- [Задание]: Перепишите часть воспоминаний о работе партийной организации, заменив «бани» на «больницы». Начните с места, где стоят слова «Нужно было, наперекор», и остановитесь после слов «опыта, специфической сноровки.».

- [Фрагмент текста]:
---

Подобного не могло быть на заседаниях бюро городской партийной организации пятьдесят лет тому назад хотя бы потому, что никто из нас не смел претендовать на компетентность в сугубо технических вопросах. Мы были, по преимуществу, политическими массовиками-организаторами, работа с людьми оставалась нашей первейшей, неотложнейшей задачей.
Нужно было, наперекор всему, призывать людей строить жилье, школы, бани, строить и во внерабочее время, понимая и разъясняя, что медлить нельзя. Нужно было изыскивать возможности готовить собственные кадры, готовить специалистов, не уповая на командированных. Нужно было создавать кадры оседлых жителей. В начальной стадии строительства это было чрезвычайно ответственной задачей, требовавшей опыта, специфической сноровки.

---

- [Исходные данные]:
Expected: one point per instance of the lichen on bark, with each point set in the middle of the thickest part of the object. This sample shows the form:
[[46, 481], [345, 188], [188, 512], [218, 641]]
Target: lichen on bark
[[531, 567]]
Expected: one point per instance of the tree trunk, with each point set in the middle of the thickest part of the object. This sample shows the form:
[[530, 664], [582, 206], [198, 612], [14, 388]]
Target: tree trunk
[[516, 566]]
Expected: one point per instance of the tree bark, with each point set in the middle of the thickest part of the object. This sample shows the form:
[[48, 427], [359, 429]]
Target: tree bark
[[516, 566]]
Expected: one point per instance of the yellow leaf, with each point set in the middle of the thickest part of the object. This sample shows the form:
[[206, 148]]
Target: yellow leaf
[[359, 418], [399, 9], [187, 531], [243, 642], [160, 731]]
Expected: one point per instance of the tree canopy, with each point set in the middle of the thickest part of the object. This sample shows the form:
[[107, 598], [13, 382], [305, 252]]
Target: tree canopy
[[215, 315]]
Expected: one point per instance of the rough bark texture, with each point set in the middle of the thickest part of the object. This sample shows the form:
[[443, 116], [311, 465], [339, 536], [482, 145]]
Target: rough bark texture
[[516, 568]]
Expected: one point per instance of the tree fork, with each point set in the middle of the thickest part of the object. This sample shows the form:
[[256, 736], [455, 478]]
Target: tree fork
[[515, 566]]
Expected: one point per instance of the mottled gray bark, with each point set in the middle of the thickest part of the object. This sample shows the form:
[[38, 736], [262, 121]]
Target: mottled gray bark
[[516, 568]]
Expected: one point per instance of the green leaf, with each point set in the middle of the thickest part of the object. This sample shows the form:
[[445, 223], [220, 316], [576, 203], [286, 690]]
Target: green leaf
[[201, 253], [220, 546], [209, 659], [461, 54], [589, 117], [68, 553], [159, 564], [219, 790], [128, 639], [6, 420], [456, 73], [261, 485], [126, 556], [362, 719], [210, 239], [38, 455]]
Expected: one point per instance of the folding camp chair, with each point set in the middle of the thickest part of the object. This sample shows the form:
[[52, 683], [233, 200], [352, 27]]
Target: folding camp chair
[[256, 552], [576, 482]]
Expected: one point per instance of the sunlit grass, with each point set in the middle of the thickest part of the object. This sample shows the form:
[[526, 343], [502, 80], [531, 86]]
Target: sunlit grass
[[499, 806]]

---

- [Результат]:
Нужно было, наперекор всему, призывать людей строить жилье, школы, больницы, строить и во внерабочее время, понимая и разъясняя, что медлить нельзя. Нужно было изыскивать возможности готовить собственные кадры, готовить специалистов, не уповая на командированных. Нужно было создавать кадры оседлых жителей. В начальной стадии строительства это было чрезвычайно ответственной задачей, требовавшей опыта, специфической сноровки.